WHAT THE TASK REQUIRES - Transfer every line of the listing below into your reply, requests included, and add 65 to each coordinate in the polygon outlines. Leave the pictures out.
Start RAW DATA
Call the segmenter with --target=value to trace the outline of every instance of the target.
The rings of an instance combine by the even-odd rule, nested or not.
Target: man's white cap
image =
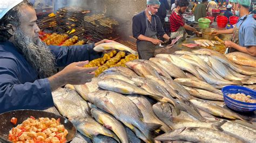
[[[23,0],[1,0],[0,19],[11,9],[22,2]]]
[[[232,5],[231,4],[228,4],[228,5],[227,5],[227,8],[228,8],[228,9],[230,9],[230,8],[231,8],[232,7]]]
End RAW DATA
FULL ANSWER -
Call the segmenter with --target=value to trace the outline of every instance of the target.
The rings of an instance combine by the even-odd rule, nested or not.
Target: man's white cap
image =
[[[88,65],[66,65],[65,84],[76,74],[87,67]]]
[[[297,70],[296,69],[293,69],[293,70],[292,70],[292,73],[293,73],[293,74],[295,74],[295,73],[296,73],[297,72]]]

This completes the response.